### Aim of the exercise
Reproduce the rows from the line containing "Indicate the backpack" through the last line of the rows, keeping both ends and omitting the pictures.

[Stored entries]
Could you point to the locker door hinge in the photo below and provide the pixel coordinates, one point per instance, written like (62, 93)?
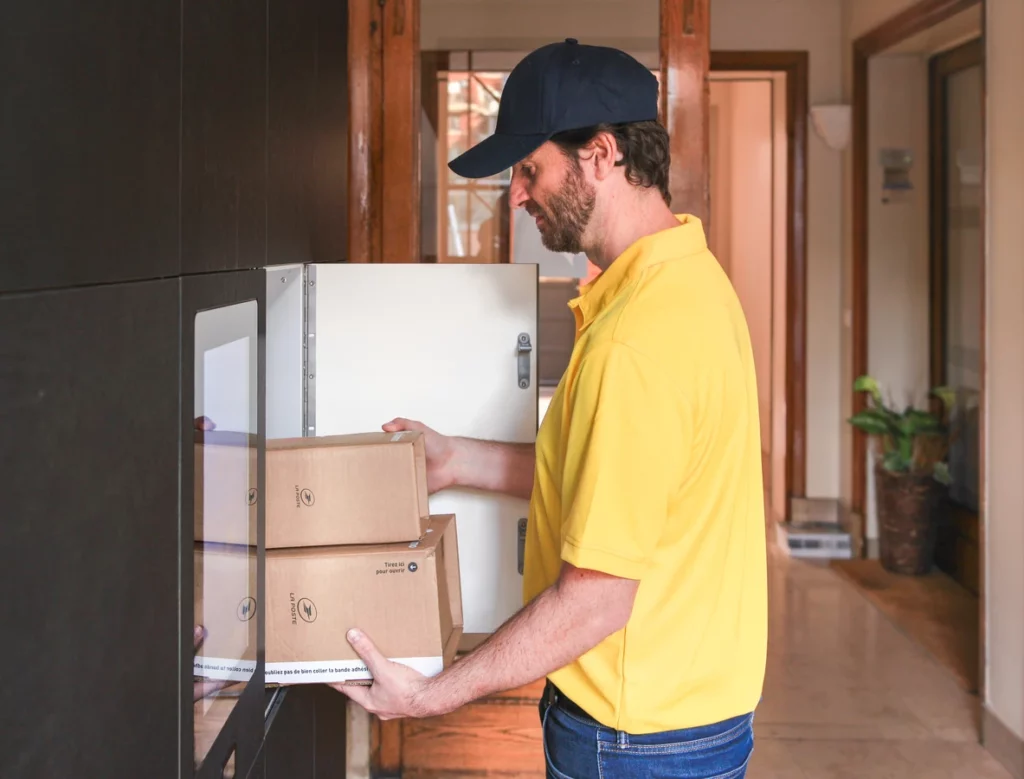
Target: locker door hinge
(308, 350)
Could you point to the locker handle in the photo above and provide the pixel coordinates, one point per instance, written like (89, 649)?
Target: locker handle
(523, 348)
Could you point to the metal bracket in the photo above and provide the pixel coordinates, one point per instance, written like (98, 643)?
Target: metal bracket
(522, 544)
(309, 350)
(523, 348)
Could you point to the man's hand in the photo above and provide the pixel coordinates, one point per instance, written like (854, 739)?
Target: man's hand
(457, 462)
(439, 448)
(397, 691)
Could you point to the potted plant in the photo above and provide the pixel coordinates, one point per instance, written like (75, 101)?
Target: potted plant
(911, 475)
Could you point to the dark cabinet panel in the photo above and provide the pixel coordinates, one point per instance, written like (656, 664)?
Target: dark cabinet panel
(308, 132)
(291, 740)
(89, 536)
(307, 737)
(90, 97)
(223, 164)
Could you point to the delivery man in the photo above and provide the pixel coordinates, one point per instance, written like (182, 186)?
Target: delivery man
(645, 579)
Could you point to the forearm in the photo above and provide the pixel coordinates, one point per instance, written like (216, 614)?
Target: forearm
(494, 467)
(547, 635)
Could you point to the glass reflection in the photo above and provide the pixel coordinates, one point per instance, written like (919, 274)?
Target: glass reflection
(225, 416)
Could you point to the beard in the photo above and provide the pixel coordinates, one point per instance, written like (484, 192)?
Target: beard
(567, 213)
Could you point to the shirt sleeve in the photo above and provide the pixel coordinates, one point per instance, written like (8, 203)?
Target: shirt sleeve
(624, 462)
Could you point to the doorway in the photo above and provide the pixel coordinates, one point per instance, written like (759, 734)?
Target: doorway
(919, 297)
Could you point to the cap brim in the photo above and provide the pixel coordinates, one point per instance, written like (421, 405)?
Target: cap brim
(494, 155)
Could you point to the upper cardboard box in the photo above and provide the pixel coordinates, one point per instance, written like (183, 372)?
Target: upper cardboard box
(346, 489)
(406, 597)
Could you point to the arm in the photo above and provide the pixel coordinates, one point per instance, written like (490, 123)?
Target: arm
(567, 619)
(493, 467)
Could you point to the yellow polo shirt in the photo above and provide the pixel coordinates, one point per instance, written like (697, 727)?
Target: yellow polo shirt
(648, 467)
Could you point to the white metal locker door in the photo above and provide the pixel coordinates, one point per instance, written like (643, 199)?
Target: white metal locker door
(436, 343)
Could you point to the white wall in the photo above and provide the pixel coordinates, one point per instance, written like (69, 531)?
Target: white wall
(1004, 498)
(814, 26)
(898, 297)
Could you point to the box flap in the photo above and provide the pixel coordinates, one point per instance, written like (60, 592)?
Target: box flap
(350, 439)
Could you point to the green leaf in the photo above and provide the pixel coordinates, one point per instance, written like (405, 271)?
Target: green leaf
(872, 422)
(870, 386)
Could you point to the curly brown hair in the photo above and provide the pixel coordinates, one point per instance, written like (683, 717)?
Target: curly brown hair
(644, 146)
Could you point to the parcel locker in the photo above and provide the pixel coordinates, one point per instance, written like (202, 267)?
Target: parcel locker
(351, 346)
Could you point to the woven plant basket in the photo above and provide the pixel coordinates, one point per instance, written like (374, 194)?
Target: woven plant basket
(908, 508)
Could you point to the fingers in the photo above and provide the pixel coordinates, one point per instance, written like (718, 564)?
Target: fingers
(356, 693)
(400, 423)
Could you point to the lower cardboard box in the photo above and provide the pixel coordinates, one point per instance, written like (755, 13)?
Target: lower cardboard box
(406, 597)
(225, 607)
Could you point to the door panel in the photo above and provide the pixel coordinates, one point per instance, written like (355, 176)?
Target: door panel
(88, 142)
(224, 129)
(435, 343)
(222, 381)
(89, 535)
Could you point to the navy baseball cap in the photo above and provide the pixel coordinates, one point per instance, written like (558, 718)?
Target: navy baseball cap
(559, 87)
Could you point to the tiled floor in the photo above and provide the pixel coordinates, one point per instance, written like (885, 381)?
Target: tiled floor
(848, 695)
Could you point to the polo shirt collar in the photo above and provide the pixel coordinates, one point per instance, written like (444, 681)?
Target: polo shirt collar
(683, 241)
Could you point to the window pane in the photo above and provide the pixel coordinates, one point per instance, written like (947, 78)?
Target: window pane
(964, 276)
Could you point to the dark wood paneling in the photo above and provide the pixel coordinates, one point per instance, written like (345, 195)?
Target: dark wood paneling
(223, 164)
(290, 743)
(88, 142)
(89, 537)
(308, 132)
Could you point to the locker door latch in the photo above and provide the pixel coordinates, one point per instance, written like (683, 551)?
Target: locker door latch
(523, 348)
(522, 544)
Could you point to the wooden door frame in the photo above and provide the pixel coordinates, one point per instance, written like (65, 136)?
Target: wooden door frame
(909, 23)
(914, 19)
(795, 65)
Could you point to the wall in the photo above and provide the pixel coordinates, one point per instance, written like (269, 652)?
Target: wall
(814, 26)
(898, 239)
(743, 161)
(1004, 498)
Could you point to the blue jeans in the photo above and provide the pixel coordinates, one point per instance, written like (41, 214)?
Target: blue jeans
(578, 747)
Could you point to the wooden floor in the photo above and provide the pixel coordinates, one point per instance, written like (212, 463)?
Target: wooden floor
(933, 610)
(847, 694)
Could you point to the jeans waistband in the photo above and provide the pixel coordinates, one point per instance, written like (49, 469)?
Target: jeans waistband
(555, 697)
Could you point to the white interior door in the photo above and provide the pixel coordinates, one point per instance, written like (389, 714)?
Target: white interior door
(435, 343)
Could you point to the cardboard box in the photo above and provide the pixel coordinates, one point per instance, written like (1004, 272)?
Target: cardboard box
(406, 597)
(346, 489)
(225, 494)
(225, 606)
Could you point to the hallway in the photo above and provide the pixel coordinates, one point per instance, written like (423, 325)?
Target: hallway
(848, 695)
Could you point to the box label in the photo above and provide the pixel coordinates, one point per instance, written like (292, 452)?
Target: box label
(341, 671)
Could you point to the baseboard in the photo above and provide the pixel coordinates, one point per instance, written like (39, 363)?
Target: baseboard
(872, 549)
(1003, 743)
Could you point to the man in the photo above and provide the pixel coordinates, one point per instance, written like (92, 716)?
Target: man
(645, 579)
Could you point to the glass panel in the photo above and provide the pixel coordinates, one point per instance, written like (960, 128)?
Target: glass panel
(459, 136)
(964, 275)
(458, 224)
(488, 224)
(225, 500)
(485, 91)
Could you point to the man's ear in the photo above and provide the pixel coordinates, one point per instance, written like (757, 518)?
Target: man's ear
(605, 155)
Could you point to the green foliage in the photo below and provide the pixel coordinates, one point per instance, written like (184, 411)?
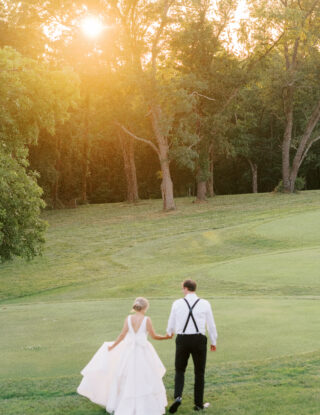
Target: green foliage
(21, 229)
(300, 184)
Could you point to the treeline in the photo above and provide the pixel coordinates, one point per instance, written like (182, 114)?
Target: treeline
(163, 103)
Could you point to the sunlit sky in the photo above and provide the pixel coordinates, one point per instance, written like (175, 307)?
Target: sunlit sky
(92, 27)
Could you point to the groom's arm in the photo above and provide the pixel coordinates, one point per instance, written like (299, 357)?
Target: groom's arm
(171, 322)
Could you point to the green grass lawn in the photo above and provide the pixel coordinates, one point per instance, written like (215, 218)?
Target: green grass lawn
(255, 257)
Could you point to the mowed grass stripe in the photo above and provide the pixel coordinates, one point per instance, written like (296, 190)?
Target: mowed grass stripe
(261, 276)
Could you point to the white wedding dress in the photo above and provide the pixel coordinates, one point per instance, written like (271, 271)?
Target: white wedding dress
(128, 379)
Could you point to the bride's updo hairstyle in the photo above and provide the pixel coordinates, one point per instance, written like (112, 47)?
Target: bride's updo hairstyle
(140, 304)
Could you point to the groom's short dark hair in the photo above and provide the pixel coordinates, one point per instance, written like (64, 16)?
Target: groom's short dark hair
(190, 284)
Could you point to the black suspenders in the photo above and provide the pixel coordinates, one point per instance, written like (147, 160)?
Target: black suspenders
(191, 315)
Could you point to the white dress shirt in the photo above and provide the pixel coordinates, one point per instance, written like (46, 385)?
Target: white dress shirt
(202, 313)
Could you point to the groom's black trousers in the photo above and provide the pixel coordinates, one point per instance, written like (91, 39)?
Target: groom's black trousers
(196, 345)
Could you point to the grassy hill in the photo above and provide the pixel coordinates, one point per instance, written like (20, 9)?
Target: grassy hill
(255, 257)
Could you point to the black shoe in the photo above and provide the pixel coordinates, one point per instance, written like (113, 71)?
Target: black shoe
(201, 408)
(174, 407)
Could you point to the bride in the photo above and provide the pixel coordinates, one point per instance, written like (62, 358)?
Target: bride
(125, 376)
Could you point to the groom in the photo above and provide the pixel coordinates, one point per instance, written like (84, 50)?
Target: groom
(189, 318)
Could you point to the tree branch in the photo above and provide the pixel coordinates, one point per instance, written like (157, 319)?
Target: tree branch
(308, 148)
(150, 143)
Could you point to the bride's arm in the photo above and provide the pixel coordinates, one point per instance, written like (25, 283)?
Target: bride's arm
(121, 336)
(153, 334)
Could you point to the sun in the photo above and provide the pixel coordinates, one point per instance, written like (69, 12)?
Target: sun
(91, 26)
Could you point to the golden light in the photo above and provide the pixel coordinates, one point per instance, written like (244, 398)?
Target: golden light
(91, 26)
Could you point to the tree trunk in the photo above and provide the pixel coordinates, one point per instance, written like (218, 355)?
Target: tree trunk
(201, 191)
(254, 171)
(210, 182)
(166, 184)
(127, 146)
(163, 153)
(56, 202)
(85, 151)
(286, 144)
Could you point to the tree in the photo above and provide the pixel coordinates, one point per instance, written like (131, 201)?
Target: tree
(35, 98)
(293, 74)
(21, 229)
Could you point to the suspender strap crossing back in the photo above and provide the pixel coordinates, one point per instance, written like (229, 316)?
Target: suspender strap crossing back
(191, 315)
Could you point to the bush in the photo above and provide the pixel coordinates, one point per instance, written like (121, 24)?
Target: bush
(21, 229)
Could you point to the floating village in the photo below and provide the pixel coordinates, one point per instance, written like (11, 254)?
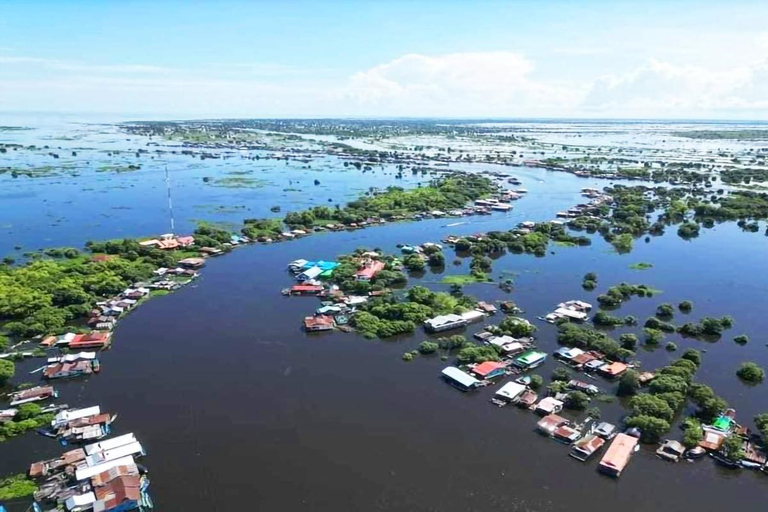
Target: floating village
(100, 471)
(519, 356)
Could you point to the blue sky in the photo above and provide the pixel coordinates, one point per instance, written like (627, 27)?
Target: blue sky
(648, 59)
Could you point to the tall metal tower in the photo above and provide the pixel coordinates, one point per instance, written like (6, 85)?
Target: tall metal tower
(170, 203)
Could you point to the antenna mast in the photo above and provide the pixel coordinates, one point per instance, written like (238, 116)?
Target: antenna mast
(170, 203)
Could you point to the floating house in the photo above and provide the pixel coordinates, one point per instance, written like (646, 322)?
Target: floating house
(566, 434)
(35, 394)
(473, 316)
(296, 265)
(566, 353)
(93, 340)
(549, 405)
(613, 370)
(370, 270)
(304, 289)
(713, 439)
(594, 365)
(489, 370)
(585, 447)
(444, 323)
(510, 392)
(459, 379)
(310, 273)
(318, 323)
(486, 308)
(78, 425)
(577, 385)
(192, 263)
(75, 369)
(582, 359)
(605, 430)
(122, 494)
(549, 423)
(529, 360)
(671, 450)
(618, 454)
(527, 399)
(508, 345)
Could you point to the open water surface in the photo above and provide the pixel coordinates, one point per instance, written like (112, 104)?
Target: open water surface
(240, 410)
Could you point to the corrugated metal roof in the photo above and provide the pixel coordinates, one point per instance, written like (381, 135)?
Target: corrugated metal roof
(511, 390)
(460, 377)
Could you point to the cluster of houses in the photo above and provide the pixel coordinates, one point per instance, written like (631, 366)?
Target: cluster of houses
(80, 425)
(71, 365)
(169, 242)
(100, 477)
(589, 437)
(584, 439)
(587, 209)
(94, 340)
(500, 202)
(572, 310)
(337, 307)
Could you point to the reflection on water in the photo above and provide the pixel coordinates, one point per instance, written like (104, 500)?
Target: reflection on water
(239, 409)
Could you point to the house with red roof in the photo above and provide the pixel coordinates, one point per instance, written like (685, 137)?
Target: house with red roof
(318, 323)
(92, 340)
(370, 270)
(489, 370)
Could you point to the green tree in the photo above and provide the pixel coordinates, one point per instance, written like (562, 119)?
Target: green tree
(651, 428)
(750, 372)
(693, 433)
(628, 341)
(629, 383)
(692, 355)
(733, 447)
(665, 310)
(27, 411)
(428, 347)
(7, 371)
(761, 422)
(650, 405)
(653, 336)
(576, 400)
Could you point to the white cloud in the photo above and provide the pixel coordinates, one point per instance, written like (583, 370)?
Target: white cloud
(662, 89)
(457, 84)
(471, 84)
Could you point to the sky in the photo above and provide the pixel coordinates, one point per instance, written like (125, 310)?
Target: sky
(419, 58)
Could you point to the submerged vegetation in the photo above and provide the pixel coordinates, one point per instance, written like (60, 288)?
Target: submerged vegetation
(16, 486)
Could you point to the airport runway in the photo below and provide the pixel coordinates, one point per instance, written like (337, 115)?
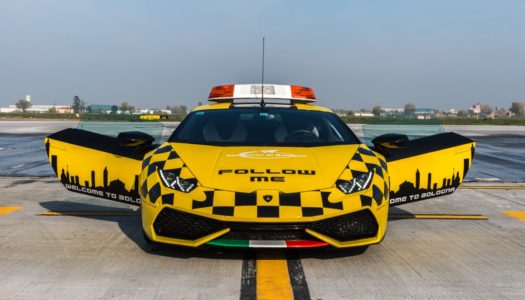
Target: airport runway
(499, 153)
(59, 245)
(55, 244)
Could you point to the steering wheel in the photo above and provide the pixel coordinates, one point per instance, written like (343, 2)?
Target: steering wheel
(301, 135)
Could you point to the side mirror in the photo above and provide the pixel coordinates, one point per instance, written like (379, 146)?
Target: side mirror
(134, 138)
(390, 141)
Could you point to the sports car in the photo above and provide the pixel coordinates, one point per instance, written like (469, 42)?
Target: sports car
(261, 166)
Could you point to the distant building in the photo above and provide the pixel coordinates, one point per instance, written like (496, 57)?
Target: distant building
(99, 108)
(424, 113)
(475, 109)
(363, 114)
(62, 109)
(392, 112)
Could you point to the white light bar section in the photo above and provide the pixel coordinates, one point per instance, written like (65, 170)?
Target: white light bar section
(254, 91)
(267, 244)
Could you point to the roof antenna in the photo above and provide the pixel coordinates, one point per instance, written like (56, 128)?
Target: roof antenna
(262, 80)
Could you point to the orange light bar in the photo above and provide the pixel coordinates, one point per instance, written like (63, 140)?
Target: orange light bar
(301, 92)
(222, 91)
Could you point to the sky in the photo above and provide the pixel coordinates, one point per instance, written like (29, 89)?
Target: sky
(354, 54)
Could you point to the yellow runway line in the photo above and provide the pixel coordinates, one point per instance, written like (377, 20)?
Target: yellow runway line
(89, 213)
(5, 210)
(273, 280)
(520, 215)
(492, 187)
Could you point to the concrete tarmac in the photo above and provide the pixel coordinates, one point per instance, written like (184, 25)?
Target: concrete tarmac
(98, 252)
(102, 254)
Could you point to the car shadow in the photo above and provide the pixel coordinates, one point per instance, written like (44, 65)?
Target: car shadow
(129, 223)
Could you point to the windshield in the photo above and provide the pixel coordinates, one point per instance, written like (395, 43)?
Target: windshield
(256, 126)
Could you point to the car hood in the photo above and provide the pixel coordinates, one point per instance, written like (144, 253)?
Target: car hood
(246, 169)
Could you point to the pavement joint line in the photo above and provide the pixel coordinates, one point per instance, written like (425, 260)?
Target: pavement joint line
(5, 210)
(520, 215)
(272, 276)
(89, 213)
(491, 187)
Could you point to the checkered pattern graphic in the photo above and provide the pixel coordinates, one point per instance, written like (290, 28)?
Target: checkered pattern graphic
(163, 158)
(264, 204)
(365, 160)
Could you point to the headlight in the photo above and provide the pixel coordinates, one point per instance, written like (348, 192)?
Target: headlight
(359, 183)
(172, 180)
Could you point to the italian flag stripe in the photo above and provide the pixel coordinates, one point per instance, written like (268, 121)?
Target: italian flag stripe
(266, 244)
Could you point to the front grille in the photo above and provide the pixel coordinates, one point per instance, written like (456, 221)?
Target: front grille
(267, 235)
(178, 225)
(358, 225)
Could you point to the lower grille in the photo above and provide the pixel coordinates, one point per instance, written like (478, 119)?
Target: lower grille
(358, 225)
(267, 235)
(178, 225)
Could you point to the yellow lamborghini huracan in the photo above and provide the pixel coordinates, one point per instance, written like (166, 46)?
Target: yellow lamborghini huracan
(261, 166)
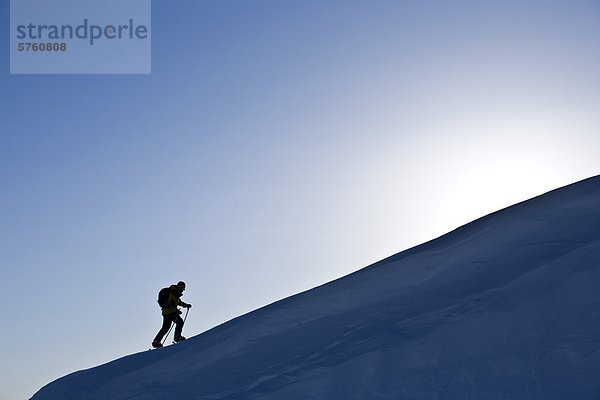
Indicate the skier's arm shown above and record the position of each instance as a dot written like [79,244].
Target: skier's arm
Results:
[183,304]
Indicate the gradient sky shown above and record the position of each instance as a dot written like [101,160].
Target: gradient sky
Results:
[276,145]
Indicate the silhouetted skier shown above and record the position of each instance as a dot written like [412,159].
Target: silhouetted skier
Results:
[169,300]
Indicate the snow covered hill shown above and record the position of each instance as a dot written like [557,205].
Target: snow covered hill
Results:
[506,307]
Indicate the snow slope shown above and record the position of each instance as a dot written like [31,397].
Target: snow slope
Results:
[506,307]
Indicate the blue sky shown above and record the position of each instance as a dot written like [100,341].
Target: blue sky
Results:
[276,145]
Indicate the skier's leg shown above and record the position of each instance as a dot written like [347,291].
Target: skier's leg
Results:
[167,320]
[178,327]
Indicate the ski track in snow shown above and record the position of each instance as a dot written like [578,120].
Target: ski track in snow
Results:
[506,307]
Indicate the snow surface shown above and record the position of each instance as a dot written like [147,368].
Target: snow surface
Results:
[506,307]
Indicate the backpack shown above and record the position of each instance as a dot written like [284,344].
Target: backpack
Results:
[163,297]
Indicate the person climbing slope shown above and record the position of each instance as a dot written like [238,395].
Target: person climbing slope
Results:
[169,300]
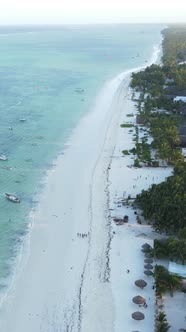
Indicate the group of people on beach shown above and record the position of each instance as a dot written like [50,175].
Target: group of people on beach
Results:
[82,234]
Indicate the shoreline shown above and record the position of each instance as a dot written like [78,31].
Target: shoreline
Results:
[44,232]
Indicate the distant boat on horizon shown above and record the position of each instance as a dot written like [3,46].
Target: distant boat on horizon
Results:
[12,198]
[3,157]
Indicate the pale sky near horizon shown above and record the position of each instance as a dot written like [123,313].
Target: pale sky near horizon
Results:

### Answer to the exercise
Indicate the backpack shown above and record the position of each instance as a dot written like [284,344].
Target: backpack
Results:
[163,297]
Indicate the person climbing slope shown above and record the position of each instance as a dot written like [238,395].
Target: person climbing slope
Results:
[169,300]
Indicate the group of people on beach shown above and record the position of each instance as a dot written like [50,175].
Target: group of people on beach
Results:
[82,234]
Indicate the shoreline shown above and record the position of each instance as a dot written like [78,31].
Target: shoreline
Results:
[44,232]
Indicate the distant boat on horizon shown above and record the position of each instance as a dot written like [3,46].
Target: distant boat on horizon
Results:
[12,198]
[3,157]
Indicate the pale sky near horizon shown above and record the position of each instance as a dot written like [123,313].
Target: pale sky near horizon
Results:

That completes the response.